Output every entry exactly, from the first line to the last.

++++++

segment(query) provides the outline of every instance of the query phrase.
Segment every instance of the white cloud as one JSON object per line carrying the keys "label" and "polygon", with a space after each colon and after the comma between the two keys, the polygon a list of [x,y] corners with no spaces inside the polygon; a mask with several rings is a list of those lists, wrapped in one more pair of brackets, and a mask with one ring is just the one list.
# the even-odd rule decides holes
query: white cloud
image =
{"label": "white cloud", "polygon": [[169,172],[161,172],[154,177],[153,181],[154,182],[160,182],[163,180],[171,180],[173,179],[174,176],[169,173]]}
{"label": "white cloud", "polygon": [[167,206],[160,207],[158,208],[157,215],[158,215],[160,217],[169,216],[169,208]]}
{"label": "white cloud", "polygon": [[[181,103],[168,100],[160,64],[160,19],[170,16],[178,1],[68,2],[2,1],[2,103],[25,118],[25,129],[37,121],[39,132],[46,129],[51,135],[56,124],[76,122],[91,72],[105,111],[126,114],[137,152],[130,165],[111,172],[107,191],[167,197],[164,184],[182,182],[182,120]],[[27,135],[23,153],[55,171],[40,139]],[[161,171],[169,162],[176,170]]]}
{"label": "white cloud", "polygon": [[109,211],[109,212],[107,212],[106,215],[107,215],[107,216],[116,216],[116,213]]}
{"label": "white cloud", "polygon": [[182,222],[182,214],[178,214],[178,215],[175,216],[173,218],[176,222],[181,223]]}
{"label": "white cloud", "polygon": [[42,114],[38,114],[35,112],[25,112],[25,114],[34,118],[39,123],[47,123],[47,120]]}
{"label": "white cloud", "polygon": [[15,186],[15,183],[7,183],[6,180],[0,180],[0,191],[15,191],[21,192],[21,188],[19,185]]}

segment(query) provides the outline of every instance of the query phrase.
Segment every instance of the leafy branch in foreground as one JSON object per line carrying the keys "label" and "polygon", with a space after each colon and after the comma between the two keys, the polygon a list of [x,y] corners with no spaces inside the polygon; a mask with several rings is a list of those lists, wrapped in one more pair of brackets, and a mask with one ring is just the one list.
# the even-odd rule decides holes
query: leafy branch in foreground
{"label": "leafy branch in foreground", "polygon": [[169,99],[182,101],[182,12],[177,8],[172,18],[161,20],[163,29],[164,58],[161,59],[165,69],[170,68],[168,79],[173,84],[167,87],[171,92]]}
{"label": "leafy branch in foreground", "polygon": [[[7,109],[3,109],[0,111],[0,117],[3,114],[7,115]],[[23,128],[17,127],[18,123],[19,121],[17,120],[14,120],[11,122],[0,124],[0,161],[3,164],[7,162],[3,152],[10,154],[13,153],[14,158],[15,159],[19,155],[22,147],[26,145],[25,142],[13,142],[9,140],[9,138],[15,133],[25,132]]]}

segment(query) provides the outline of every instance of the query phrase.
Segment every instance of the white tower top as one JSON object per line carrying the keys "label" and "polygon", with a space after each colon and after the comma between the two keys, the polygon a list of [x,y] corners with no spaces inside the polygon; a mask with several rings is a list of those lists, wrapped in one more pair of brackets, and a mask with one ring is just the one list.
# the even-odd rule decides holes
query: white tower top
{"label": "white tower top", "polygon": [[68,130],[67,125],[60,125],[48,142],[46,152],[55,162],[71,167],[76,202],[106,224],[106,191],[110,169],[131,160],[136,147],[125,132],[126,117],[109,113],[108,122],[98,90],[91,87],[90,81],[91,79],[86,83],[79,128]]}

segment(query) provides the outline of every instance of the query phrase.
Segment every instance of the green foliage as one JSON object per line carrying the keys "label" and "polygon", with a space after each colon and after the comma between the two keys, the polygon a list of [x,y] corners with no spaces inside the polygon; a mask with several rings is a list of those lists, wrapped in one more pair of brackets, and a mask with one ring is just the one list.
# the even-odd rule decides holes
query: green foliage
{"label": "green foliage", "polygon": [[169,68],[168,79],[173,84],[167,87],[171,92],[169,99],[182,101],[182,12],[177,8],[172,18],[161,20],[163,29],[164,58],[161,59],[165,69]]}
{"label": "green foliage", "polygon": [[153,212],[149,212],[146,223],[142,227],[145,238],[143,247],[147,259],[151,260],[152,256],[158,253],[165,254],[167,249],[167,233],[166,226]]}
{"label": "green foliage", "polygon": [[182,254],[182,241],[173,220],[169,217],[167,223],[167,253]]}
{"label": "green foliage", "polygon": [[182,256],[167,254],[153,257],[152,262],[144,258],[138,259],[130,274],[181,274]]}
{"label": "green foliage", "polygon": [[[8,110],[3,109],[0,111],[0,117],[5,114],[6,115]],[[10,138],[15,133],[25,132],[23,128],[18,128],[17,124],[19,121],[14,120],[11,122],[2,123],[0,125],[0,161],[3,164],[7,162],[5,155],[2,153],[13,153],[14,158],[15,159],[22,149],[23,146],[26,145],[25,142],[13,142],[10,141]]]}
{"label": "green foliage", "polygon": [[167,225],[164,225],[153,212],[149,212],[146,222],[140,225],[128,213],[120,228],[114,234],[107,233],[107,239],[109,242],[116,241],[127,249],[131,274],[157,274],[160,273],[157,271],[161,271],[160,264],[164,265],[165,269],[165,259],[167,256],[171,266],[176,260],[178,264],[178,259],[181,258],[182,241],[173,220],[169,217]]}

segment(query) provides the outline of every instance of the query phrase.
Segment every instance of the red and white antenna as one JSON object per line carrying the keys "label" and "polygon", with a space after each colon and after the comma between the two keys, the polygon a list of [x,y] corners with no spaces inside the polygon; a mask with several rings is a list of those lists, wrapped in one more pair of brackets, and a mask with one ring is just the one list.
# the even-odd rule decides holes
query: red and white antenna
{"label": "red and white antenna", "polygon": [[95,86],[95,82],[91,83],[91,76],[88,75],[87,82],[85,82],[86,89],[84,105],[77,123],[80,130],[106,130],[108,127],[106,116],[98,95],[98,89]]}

++++++

▶ [EXERCISE SOLUTION]:
segment(query) provides the outline of every instance of the query phrase.
Segment every instance of the white cloud as one JSON object per line carrying the keys "label" and "polygon", with a space after each colon and after the comma between the two keys, the polygon a list of [x,y] corners with no spaces inside the polygon; a mask with several rings is a list of those lists, wrapped in one more pair of brackets, and a mask with one ring is just the one list.
# the even-odd rule decides holes
query: white cloud
image =
{"label": "white cloud", "polygon": [[169,172],[161,172],[154,177],[153,181],[154,182],[160,182],[163,180],[171,180],[173,179],[174,176],[169,173]]}
{"label": "white cloud", "polygon": [[167,206],[160,207],[158,208],[157,215],[158,215],[160,217],[169,216],[169,208]]}
{"label": "white cloud", "polygon": [[[181,103],[168,100],[160,64],[160,19],[170,16],[178,1],[68,2],[2,1],[2,103],[25,118],[25,129],[37,121],[39,132],[46,129],[51,135],[56,124],[76,122],[91,72],[105,111],[126,114],[137,152],[130,165],[111,172],[107,191],[167,197],[164,184],[182,182],[182,120]],[[27,135],[23,153],[55,171],[40,139]],[[161,171],[169,162],[176,170]]]}
{"label": "white cloud", "polygon": [[109,211],[109,212],[107,212],[106,215],[107,215],[107,216],[116,216],[116,213]]}
{"label": "white cloud", "polygon": [[182,222],[182,214],[178,214],[178,215],[175,216],[173,218],[176,222],[181,223]]}
{"label": "white cloud", "polygon": [[42,114],[38,114],[35,112],[25,112],[25,114],[34,118],[39,123],[47,123],[47,120]]}
{"label": "white cloud", "polygon": [[15,186],[15,183],[7,183],[6,180],[0,180],[0,191],[15,191],[21,192],[21,188],[19,185]]}

segment(query) provides the outline of every instance of the query phrase.
Segment every instance of the leafy branch in foreground as one JSON object per line carrying the keys "label" and "polygon", with a space after each colon and after the comma between the two keys, the polygon a list of [x,y] corners with no spaces inside the polygon; a mask with several rings is a list of those lists, wrapped in one more pair of brackets, and a mask with one ring is just the one list.
# the even-odd rule decides holes
query: leafy branch in foreground
{"label": "leafy branch in foreground", "polygon": [[169,99],[182,101],[182,12],[177,8],[172,18],[161,20],[163,29],[164,58],[161,59],[165,69],[170,68],[168,79],[173,84],[167,87],[171,92]]}
{"label": "leafy branch in foreground", "polygon": [[[7,109],[3,109],[0,111],[0,117],[3,114],[7,115]],[[23,128],[17,127],[18,123],[19,121],[17,120],[14,120],[11,122],[0,124],[0,161],[3,164],[7,162],[3,152],[10,154],[13,153],[14,158],[15,159],[19,155],[22,147],[26,145],[25,142],[13,142],[9,140],[9,138],[15,133],[25,132]]]}

segment(query) provides the outline of every instance of the query phrase.
Segment every instance of the white tower top as one JSON object per line carrying the keys "label" and "polygon", with a space after each colon and after the comma between the two keys, the polygon a list of [x,y] corners with no spaces inside the polygon; a mask with several rings is a list of those lists, wrapped in one more pair of brackets, and a mask with one ring is just the one list.
# the even-odd rule decides holes
query: white tower top
{"label": "white tower top", "polygon": [[68,130],[67,125],[60,125],[48,142],[46,152],[55,162],[71,167],[76,202],[106,224],[106,191],[110,169],[131,160],[136,147],[125,132],[126,117],[109,113],[108,122],[98,90],[91,87],[90,81],[91,79],[86,83],[79,128]]}

segment(query) provides the outline of every instance of the query phrase.
Segment every instance of the green foliage as one JSON object per line carrying the keys "label" and "polygon", with a space after each colon and after the comma between the two keys, the polygon a list of [x,y] corners with no spaces inside the polygon; a mask with several rings is a list of those lists, wrapped in one more pair of brackets, and a mask with one ring is just the one list.
# the even-odd rule decides holes
query: green foliage
{"label": "green foliage", "polygon": [[169,68],[168,79],[173,84],[167,87],[171,92],[169,99],[182,101],[182,12],[177,8],[172,18],[161,20],[163,29],[164,58],[161,59],[165,69]]}
{"label": "green foliage", "polygon": [[153,212],[149,212],[146,223],[142,227],[145,238],[143,247],[147,259],[151,260],[152,256],[158,253],[165,254],[167,249],[167,233],[166,226]]}
{"label": "green foliage", "polygon": [[182,254],[182,241],[173,220],[169,217],[167,223],[167,253]]}
{"label": "green foliage", "polygon": [[182,256],[167,254],[153,257],[152,262],[144,258],[138,259],[130,274],[181,274]]}
{"label": "green foliage", "polygon": [[[8,110],[3,109],[0,111],[0,117],[5,114],[6,115]],[[10,138],[15,133],[25,132],[23,128],[18,128],[17,124],[19,121],[14,120],[11,122],[2,123],[0,125],[0,161],[3,164],[7,162],[5,155],[2,153],[13,153],[14,158],[15,159],[22,149],[23,146],[26,145],[25,142],[13,142],[10,141]]]}
{"label": "green foliage", "polygon": [[167,225],[164,225],[153,212],[149,212],[146,222],[140,225],[128,213],[120,228],[114,234],[107,233],[107,239],[109,242],[116,241],[127,249],[131,274],[157,274],[160,273],[157,271],[161,271],[160,264],[164,265],[165,269],[165,259],[167,256],[171,266],[176,260],[178,264],[178,259],[181,258],[182,241],[173,220],[169,217]]}

segment(query) provides the outline of every instance of the query phrase.
Segment every instance of the red and white antenna as one JSON object per line carrying the keys "label" and "polygon", with a space after each colon and after the comma between the two keys, the polygon a list of [x,y] corners with no spaces inside the polygon; a mask with several rings is a list of those lists, wrapped in one more pair of brackets, and a mask with one ring is just the one list.
# the even-odd rule decides holes
query: red and white antenna
{"label": "red and white antenna", "polygon": [[95,86],[95,82],[91,83],[91,76],[88,75],[87,82],[85,82],[86,89],[84,105],[77,123],[80,130],[106,130],[108,127],[106,116],[98,95],[98,89]]}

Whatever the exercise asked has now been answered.